Render part of the records below as a Markdown table with two columns, Row (a running number) and Entry (the line itself), leaving out blank lines. Begin at the line that has "Task: for the greenhouse-bench survey, tag the gorilla's foot" and stop after the line that has "Task: for the greenhouse-bench survey, tag the green leaf".

Material provided
________________________

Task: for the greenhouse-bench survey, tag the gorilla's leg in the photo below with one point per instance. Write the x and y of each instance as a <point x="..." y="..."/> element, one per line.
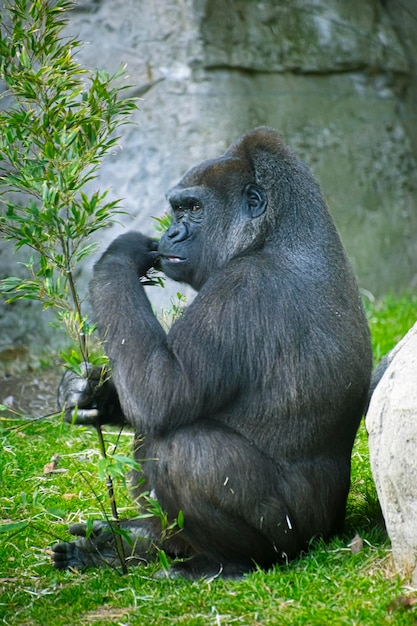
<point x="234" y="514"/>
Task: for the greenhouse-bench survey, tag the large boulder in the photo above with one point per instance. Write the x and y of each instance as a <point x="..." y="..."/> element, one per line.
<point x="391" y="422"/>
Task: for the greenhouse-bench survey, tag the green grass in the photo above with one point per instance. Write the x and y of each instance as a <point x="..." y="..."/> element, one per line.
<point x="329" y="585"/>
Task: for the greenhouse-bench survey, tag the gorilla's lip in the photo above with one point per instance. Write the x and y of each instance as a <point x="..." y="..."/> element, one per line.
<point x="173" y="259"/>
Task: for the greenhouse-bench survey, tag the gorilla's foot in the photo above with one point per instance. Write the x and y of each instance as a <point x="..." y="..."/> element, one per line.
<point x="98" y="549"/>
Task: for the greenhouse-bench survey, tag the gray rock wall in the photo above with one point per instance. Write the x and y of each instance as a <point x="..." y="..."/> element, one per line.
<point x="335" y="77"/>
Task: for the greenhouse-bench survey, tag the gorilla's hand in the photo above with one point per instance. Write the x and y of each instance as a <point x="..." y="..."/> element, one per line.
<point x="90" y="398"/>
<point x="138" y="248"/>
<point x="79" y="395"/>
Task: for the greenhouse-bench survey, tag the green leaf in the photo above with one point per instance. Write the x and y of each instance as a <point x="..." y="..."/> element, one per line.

________________________

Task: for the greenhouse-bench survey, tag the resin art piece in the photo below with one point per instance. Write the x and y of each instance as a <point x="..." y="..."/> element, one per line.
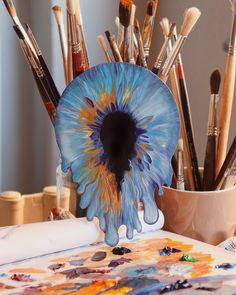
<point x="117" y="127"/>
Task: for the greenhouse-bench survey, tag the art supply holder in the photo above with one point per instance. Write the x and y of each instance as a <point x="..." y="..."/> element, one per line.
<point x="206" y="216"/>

________________________

Output
| Row | Entry |
|---|---|
| 1 | Task: for the greenhouse-bench survey, tag the gorilla's foot in the photo above with one point per instance. Write the x and y of each instance as a <point x="..." y="..."/> element, one per line. |
| 2 | <point x="98" y="549"/> |
| 3 | Task: for the greenhouse-bench survey, tag the gray rock wall in the photo above with one point per instance. Write the x and y of each instance as a <point x="..." y="..."/> element, one per line. |
| 4 | <point x="335" y="77"/> |
| 5 | Task: for the greenhouse-bench survey, tag the gorilla's hand in the photo above with one point per instance. Write the x and y of each instance as a <point x="..." y="..."/> element, one per line. |
| 6 | <point x="90" y="398"/> |
| 7 | <point x="138" y="248"/> |
| 8 | <point x="79" y="395"/> |
| 9 | Task: for the greenhouse-bench survey, tag the green leaf in the photo above with one point per instance. Write the x and y of each instance as a <point x="..." y="..."/> element, one per line. |